━━ Working data ━━

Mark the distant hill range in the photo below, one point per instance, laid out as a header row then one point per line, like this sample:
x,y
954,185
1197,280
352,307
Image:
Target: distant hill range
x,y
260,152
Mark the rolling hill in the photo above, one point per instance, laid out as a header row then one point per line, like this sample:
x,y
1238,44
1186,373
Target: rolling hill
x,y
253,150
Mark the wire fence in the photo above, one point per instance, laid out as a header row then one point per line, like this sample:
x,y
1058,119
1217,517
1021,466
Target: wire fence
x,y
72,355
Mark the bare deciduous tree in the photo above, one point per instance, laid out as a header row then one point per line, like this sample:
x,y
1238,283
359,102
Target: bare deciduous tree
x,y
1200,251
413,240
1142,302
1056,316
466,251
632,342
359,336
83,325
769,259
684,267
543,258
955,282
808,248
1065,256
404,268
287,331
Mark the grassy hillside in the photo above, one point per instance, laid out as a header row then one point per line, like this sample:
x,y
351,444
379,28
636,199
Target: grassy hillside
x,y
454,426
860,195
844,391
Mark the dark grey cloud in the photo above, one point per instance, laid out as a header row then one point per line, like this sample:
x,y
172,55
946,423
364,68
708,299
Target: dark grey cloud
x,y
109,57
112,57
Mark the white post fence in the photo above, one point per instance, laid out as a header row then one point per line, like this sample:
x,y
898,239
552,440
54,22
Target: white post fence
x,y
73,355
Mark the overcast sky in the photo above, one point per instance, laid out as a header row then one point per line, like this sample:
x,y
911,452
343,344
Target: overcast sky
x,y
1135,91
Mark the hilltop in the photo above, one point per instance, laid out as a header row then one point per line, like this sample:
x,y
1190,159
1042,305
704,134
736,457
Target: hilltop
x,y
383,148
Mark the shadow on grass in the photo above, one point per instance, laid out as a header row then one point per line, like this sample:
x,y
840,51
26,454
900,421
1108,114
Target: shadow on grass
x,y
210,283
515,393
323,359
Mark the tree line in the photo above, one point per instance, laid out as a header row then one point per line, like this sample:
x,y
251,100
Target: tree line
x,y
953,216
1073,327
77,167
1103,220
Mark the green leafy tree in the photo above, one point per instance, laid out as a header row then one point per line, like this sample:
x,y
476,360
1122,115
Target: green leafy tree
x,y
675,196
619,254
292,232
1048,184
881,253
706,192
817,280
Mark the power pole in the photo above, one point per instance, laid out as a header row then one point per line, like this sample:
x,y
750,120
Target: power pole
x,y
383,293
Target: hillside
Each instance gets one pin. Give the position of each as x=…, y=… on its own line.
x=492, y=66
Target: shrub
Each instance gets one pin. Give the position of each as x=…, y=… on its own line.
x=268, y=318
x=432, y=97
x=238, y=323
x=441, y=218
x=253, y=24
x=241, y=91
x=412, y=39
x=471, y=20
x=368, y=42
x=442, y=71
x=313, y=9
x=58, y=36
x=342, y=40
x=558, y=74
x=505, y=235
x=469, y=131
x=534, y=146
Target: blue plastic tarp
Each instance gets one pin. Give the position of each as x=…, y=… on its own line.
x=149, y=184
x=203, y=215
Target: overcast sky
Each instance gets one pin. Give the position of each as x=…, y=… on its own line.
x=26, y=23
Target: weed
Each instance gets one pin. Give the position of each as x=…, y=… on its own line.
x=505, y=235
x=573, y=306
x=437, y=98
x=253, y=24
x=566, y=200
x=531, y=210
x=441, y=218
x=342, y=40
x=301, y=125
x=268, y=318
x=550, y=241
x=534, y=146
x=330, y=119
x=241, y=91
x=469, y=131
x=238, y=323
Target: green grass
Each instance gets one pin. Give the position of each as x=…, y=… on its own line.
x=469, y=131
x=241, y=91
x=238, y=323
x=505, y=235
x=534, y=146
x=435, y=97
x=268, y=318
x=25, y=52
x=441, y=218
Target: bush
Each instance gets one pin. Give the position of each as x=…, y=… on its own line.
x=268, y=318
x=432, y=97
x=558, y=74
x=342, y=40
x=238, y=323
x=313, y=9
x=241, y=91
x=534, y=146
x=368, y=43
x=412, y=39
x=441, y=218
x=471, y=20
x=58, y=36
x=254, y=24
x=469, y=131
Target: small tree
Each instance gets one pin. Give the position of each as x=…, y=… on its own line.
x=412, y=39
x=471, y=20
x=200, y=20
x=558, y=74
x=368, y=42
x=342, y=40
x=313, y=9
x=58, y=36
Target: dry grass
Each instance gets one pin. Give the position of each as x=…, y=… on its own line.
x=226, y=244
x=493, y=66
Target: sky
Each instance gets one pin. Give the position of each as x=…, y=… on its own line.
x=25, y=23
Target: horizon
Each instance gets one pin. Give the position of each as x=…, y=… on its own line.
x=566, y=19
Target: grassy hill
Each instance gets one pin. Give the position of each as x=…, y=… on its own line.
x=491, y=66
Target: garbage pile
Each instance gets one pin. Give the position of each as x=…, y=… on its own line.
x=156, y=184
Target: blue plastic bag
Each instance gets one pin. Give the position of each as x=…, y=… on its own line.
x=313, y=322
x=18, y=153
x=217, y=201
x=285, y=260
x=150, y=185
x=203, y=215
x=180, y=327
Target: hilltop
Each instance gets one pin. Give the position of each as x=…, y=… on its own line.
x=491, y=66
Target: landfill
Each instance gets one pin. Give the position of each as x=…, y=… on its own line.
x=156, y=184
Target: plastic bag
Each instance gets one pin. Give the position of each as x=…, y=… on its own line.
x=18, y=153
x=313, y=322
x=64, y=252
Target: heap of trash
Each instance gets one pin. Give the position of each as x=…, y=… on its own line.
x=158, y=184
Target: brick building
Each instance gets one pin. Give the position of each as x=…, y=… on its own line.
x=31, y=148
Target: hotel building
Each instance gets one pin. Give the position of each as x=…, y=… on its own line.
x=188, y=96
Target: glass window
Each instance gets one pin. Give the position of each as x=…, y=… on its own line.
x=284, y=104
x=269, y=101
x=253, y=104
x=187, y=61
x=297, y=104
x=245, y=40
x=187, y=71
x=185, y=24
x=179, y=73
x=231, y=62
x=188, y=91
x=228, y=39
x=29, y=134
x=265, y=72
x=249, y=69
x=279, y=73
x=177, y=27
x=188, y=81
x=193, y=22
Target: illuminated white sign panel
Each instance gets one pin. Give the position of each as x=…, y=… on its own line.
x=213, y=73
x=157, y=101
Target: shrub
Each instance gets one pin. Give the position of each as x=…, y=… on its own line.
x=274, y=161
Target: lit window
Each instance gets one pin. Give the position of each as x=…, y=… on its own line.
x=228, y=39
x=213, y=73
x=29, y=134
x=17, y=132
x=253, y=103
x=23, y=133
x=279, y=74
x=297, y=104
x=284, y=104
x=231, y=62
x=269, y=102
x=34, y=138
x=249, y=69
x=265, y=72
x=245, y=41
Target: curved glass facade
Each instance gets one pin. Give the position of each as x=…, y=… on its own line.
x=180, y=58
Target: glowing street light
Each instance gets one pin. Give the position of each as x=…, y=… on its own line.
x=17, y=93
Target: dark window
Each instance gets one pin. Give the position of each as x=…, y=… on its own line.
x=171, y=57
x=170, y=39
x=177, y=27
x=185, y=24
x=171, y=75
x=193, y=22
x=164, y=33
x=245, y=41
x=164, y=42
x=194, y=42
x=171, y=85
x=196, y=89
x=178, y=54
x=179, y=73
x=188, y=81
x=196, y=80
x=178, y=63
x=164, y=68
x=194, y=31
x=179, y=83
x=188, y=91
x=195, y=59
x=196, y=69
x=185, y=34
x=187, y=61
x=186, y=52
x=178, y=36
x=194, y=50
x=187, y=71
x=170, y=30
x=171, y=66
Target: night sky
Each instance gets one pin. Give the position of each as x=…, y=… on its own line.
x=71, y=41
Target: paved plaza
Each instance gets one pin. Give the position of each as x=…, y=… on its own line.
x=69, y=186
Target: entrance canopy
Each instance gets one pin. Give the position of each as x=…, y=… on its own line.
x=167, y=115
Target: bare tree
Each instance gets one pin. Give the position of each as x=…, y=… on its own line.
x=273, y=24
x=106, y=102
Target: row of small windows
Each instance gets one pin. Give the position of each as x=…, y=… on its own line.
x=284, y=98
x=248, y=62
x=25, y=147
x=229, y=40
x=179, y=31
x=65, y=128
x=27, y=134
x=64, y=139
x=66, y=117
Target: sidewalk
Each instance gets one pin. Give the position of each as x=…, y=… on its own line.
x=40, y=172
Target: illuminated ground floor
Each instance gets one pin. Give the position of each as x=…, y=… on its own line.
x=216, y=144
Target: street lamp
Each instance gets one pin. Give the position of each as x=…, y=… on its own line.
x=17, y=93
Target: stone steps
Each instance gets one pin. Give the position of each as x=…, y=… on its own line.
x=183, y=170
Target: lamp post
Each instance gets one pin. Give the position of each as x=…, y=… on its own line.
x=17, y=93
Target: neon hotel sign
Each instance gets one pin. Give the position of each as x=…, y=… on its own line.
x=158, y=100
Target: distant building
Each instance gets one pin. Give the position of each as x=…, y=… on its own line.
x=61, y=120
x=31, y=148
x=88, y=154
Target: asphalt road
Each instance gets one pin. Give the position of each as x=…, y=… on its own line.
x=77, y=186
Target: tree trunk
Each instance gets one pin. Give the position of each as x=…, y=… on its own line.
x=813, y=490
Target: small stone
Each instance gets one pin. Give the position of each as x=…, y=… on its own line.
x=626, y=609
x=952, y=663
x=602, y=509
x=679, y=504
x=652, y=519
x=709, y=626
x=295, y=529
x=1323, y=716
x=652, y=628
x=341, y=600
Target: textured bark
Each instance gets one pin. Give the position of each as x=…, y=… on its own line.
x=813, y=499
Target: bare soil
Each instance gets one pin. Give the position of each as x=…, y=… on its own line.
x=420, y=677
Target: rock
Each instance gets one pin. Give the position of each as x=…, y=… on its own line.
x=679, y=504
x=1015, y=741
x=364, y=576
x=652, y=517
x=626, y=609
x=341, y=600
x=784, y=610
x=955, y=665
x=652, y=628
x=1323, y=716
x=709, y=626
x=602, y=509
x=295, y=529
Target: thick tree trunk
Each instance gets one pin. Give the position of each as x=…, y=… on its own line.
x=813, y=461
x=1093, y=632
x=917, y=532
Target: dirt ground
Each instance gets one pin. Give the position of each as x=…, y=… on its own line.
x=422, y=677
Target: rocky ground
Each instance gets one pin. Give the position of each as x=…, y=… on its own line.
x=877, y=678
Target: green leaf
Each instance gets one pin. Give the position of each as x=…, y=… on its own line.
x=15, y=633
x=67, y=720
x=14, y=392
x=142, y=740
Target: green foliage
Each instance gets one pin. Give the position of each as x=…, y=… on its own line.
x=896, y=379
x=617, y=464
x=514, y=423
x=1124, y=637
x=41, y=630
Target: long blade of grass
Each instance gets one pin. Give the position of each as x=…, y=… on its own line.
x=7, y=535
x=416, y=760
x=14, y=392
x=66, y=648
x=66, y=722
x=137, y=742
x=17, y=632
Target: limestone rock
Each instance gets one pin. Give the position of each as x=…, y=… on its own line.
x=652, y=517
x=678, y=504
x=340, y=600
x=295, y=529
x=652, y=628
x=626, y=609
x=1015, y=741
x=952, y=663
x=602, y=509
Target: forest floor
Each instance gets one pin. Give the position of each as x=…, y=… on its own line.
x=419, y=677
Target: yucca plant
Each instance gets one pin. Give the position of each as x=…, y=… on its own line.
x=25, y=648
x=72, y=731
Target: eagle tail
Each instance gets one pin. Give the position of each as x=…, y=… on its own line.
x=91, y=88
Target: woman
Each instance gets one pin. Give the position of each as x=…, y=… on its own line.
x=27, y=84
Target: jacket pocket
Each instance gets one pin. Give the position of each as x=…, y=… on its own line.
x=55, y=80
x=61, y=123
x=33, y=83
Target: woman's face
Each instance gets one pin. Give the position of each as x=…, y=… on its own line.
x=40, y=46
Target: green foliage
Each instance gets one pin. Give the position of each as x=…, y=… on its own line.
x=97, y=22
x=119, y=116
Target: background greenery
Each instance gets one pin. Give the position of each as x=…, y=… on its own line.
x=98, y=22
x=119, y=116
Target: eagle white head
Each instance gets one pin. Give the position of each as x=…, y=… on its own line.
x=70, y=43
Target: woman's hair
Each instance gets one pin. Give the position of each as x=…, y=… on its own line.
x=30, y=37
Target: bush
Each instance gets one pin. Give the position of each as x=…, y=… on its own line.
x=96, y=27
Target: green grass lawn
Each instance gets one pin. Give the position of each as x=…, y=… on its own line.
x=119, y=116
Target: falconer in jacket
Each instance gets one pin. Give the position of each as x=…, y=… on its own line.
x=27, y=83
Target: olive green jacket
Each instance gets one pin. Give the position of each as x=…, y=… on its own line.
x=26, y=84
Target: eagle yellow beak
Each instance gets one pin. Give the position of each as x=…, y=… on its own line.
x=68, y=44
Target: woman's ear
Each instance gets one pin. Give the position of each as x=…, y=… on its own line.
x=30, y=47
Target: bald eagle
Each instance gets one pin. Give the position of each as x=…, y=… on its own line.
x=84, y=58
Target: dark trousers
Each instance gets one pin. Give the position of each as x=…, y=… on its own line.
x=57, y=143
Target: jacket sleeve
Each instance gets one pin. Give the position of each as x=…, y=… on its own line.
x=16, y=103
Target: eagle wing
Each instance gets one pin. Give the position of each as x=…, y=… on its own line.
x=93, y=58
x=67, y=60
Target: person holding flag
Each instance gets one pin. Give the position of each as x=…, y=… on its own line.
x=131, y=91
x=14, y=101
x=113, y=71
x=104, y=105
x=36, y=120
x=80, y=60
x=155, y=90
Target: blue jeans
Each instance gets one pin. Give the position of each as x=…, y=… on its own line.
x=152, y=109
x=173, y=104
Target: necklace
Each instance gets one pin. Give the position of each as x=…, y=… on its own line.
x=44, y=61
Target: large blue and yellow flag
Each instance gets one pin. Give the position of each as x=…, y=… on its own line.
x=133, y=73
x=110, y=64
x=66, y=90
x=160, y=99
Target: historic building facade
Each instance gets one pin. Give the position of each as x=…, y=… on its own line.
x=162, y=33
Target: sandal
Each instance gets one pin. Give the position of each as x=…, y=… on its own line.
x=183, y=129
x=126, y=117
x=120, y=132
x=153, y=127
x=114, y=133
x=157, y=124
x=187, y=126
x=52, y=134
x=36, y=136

━━━

What is required
Where does the word "jacket" occur in the records? Return every line that holds it.

Problem solution
Target: jacket pocket
Target: falconer in jacket
Target: olive green jacket
Target: jacket sleeve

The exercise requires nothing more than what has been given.